• TASK DIRECTIONS:
Repeat the records word for word, starting at the line that contains "of the tall" and ending at the line that contains "Target: printer", with both of those lines included.

---------------

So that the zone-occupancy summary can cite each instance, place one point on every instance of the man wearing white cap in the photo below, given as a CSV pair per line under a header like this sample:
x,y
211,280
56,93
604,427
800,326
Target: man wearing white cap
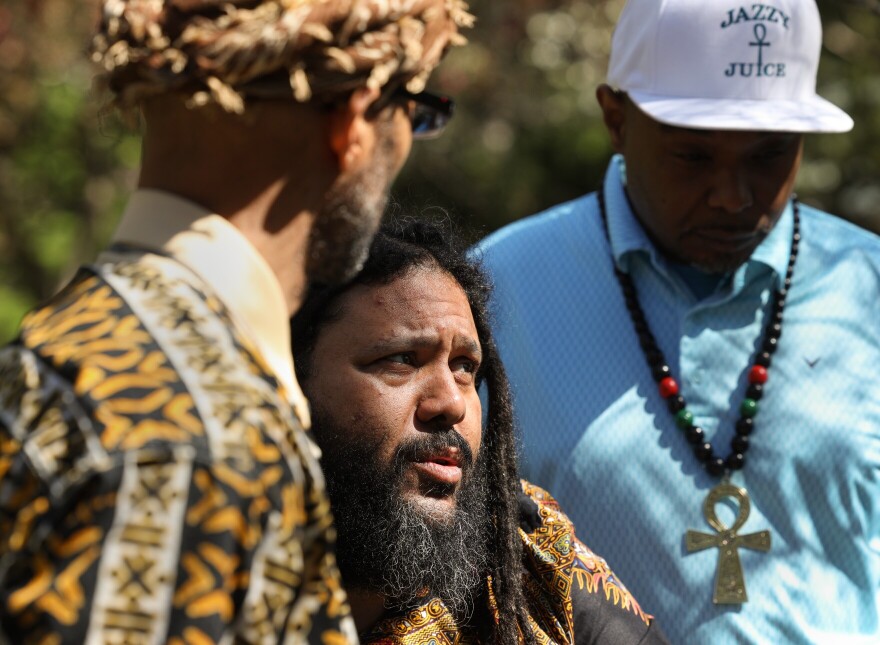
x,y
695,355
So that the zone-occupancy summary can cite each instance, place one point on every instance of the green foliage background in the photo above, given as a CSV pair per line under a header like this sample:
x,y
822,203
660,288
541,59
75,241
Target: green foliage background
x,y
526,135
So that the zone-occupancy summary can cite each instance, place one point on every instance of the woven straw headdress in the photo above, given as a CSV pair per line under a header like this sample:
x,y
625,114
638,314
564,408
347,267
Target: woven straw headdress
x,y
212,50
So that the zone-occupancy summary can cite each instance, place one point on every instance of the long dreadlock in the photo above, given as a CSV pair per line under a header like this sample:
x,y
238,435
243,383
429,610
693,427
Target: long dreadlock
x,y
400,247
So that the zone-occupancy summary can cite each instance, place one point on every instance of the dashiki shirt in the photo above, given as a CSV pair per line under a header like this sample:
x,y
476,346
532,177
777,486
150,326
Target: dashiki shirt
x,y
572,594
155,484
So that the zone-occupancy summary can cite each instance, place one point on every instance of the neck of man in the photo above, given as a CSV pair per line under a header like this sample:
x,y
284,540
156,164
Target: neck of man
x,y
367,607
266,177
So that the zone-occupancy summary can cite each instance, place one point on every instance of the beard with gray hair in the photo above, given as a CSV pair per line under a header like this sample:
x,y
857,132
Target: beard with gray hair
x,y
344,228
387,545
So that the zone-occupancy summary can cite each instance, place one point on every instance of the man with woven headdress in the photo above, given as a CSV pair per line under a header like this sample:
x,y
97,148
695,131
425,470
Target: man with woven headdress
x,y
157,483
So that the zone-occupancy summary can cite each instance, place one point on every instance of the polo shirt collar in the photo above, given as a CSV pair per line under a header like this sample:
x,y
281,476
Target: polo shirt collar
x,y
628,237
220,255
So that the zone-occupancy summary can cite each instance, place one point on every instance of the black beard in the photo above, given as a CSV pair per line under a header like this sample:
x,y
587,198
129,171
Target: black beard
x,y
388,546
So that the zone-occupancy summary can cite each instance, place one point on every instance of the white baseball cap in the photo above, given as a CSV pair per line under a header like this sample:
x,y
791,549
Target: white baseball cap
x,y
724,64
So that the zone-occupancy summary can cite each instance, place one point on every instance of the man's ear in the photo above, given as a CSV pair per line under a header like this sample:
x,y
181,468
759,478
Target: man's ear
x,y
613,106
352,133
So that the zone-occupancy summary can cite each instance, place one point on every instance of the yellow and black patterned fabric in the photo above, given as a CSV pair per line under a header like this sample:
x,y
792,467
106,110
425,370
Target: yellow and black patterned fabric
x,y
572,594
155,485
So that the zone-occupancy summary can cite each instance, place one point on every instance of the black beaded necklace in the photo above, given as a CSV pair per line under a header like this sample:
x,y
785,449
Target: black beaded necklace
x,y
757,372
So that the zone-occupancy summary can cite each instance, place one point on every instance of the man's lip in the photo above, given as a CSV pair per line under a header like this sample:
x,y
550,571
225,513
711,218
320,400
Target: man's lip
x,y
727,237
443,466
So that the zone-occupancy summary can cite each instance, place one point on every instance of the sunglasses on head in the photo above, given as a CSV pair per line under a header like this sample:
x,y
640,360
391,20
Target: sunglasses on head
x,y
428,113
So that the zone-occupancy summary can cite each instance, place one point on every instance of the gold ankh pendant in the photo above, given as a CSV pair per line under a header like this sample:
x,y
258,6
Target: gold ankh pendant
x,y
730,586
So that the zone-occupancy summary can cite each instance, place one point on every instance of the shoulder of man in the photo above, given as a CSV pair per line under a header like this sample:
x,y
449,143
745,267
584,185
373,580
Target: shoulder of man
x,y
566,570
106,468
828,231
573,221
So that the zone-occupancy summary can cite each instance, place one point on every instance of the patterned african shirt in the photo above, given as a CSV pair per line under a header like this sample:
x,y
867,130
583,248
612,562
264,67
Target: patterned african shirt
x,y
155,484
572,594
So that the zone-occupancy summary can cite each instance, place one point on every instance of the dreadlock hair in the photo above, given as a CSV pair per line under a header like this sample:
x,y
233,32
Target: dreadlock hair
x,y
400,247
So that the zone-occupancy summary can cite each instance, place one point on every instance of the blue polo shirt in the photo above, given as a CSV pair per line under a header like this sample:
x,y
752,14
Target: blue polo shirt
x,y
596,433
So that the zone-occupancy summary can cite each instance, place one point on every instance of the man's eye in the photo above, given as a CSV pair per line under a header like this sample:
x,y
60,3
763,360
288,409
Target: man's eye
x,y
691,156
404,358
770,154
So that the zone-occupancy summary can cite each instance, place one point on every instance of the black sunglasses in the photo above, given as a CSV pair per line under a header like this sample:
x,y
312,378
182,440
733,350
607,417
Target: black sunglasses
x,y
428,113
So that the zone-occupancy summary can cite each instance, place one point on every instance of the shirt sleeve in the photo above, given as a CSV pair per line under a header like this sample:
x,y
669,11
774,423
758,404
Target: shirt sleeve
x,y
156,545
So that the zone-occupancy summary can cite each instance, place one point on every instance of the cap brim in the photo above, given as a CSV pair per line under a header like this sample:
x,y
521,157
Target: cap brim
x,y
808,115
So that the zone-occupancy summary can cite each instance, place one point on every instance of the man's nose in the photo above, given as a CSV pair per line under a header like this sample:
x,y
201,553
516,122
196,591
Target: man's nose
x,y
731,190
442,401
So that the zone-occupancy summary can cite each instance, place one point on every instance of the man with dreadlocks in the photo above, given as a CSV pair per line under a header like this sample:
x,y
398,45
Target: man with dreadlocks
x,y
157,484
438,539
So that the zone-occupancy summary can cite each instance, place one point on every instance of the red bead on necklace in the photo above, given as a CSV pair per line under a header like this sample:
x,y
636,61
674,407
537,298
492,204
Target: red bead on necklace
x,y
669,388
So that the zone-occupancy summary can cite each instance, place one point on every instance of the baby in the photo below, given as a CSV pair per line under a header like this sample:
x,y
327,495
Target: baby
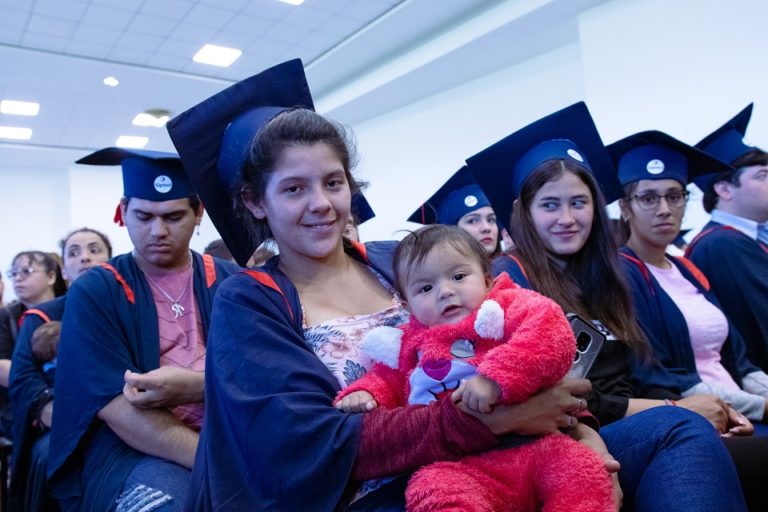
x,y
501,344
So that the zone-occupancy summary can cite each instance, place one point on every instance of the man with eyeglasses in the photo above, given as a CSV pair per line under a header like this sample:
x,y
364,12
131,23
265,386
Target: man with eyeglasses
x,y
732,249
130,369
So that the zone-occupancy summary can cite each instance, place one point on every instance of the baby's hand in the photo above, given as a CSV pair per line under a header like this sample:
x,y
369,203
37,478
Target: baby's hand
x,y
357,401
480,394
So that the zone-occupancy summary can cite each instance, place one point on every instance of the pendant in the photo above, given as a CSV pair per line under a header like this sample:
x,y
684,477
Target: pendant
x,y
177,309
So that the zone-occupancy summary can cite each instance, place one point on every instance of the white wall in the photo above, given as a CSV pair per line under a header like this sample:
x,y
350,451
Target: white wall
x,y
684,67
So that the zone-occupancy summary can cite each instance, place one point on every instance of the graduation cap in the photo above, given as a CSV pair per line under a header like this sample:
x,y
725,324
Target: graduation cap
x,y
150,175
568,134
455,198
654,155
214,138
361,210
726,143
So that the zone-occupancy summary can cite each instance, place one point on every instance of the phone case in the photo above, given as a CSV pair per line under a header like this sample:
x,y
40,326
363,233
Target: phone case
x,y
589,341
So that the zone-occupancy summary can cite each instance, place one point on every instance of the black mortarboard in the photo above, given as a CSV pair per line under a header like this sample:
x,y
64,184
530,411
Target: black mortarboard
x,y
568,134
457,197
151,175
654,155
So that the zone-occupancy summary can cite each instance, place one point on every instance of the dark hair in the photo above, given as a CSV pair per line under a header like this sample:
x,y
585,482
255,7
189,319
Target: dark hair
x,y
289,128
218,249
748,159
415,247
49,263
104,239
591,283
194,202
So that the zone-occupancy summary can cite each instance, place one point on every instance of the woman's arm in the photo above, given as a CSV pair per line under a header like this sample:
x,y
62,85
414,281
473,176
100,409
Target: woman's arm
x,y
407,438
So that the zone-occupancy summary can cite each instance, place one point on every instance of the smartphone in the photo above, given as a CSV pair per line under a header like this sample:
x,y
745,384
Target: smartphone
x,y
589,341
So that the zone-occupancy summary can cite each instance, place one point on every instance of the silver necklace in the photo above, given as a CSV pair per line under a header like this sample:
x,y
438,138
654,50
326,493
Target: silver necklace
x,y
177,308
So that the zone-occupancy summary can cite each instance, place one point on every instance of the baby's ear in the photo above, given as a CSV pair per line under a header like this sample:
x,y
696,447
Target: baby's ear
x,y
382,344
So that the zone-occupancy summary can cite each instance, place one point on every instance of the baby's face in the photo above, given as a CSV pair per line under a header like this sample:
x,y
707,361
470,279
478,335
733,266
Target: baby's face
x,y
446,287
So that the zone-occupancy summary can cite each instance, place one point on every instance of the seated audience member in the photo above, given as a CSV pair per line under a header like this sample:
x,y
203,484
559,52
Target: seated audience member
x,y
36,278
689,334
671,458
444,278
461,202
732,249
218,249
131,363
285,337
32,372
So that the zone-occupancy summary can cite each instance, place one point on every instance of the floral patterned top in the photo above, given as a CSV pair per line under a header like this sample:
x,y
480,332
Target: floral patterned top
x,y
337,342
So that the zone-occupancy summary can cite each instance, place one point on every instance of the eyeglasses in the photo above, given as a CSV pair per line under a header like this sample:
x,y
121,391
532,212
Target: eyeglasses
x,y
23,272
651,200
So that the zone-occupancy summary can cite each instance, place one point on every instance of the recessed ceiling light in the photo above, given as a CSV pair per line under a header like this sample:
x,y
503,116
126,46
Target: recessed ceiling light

---------------

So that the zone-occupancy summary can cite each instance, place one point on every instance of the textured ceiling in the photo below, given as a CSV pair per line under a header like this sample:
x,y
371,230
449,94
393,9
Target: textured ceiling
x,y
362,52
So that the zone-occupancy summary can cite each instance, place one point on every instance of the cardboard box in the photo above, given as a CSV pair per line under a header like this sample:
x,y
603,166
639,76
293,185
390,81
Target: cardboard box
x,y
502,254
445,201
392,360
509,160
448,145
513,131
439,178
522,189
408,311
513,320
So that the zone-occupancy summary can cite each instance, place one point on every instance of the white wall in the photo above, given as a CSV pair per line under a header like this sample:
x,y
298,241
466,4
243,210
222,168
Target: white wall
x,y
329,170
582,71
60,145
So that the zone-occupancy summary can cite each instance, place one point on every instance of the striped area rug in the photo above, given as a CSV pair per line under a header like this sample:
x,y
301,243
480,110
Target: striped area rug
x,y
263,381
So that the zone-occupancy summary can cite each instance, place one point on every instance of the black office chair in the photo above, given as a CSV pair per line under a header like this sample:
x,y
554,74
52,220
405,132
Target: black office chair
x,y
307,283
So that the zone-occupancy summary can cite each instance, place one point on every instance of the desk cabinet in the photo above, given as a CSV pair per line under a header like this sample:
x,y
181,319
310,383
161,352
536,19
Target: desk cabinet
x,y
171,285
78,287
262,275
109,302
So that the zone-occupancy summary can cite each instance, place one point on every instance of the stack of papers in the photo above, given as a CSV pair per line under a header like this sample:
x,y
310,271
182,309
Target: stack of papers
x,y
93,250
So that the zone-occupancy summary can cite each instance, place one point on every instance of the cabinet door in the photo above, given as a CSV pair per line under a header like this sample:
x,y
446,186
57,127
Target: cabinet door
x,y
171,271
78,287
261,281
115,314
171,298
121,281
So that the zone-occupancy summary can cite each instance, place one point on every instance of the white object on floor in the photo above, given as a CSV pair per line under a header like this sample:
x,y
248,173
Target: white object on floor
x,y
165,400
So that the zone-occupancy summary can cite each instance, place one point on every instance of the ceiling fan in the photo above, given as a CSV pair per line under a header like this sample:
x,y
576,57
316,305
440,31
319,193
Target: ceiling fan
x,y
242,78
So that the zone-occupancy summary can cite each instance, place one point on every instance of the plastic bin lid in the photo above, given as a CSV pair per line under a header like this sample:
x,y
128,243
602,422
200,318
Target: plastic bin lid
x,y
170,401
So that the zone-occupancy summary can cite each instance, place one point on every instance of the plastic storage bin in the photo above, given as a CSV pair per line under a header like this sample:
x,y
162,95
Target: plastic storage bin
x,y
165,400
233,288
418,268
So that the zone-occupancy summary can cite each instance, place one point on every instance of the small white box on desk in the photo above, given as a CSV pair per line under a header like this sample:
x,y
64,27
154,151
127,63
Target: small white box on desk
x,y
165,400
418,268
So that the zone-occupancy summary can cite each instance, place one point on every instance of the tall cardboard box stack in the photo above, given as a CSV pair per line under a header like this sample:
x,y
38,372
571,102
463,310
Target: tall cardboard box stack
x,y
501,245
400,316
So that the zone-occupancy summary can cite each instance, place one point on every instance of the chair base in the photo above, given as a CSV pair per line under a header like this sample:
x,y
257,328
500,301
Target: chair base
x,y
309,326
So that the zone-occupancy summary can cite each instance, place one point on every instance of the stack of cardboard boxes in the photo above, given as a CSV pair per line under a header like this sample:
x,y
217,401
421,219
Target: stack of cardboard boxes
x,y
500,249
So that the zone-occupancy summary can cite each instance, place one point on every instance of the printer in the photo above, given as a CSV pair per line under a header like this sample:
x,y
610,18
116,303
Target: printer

---------------

• SOLVED PROBLEM:
So that the zone-occupancy summary can cite each instance, place one point on every instance of the tall cardboard box stack in the photo above, given as a CSV pair per line under a header like this sample:
x,y
38,372
571,102
463,310
Target: tall cardboard box stack
x,y
501,245
400,316
So that the zone-occupancy summary can cite each instance, place one point on every instance of the chair base in the photo above, given as a CSV pair per line under a header like this sample:
x,y
257,328
500,301
Target: chair base
x,y
309,326
So that the zone-occupancy summary can cite each instance, place one point on every instance of the stack of cardboard boxes in the photo above, given as a CSV pair per line under a header like this sample:
x,y
217,401
421,219
Target: stack of cardboard boxes
x,y
500,249
So that the zone-occupancy summary can cite each instance, place one point on every instance of the printer in the photo above, given as a CSV pair per line under a header like this sample:
x,y
610,18
116,303
Target: printer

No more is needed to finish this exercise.